## Task brief
How many lines in the records below contain the word "wispy"? Reply with the number alone.

======== Task material

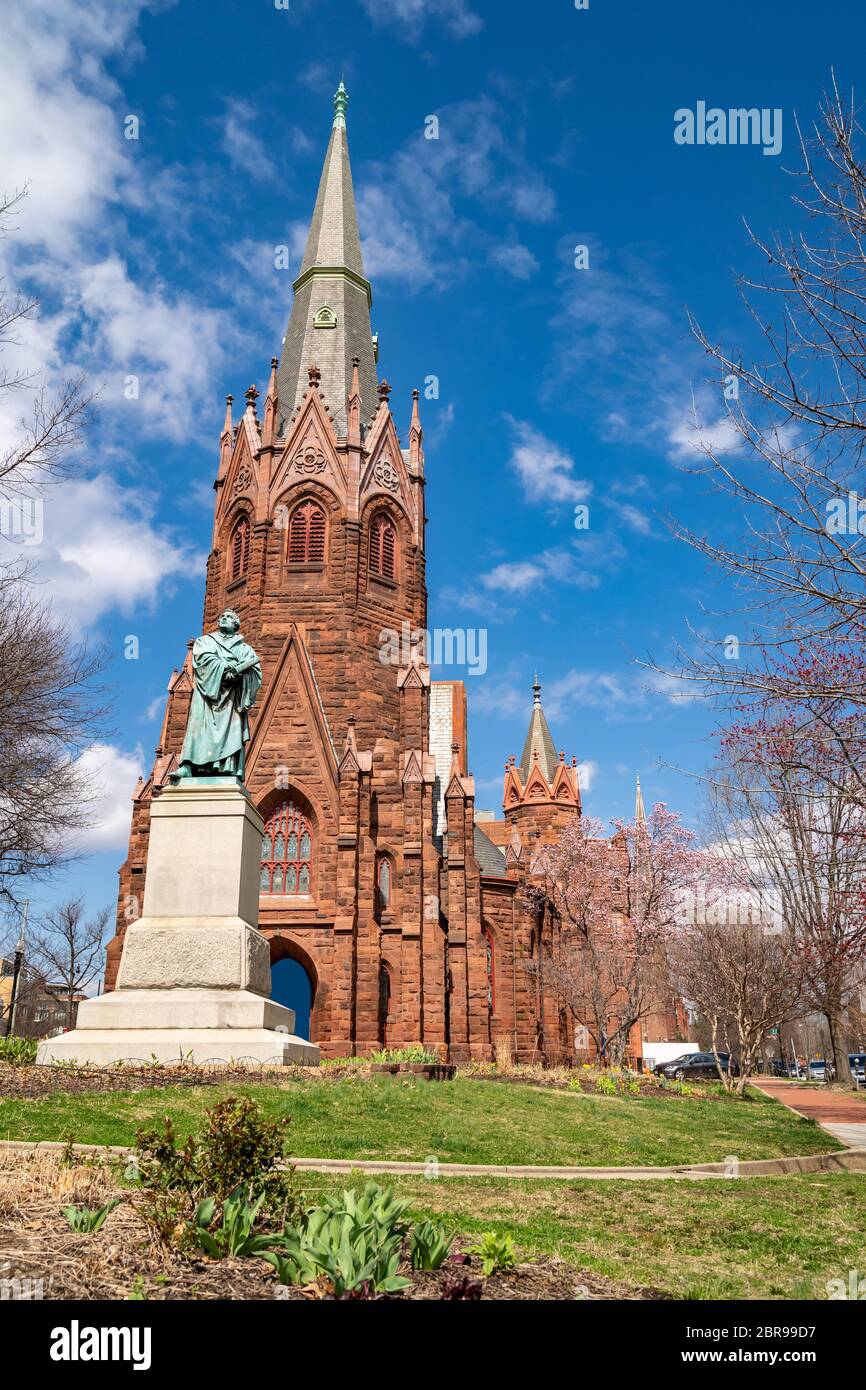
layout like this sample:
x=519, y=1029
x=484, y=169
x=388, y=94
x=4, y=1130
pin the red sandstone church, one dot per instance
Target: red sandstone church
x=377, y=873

================
======== Task material

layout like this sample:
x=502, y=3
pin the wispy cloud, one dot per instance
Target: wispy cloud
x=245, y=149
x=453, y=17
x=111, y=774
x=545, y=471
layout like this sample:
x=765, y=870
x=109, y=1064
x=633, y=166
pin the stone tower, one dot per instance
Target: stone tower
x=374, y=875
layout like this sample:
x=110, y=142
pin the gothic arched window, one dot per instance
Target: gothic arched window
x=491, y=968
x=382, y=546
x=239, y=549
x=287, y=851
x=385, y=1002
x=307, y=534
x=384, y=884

================

## In response
2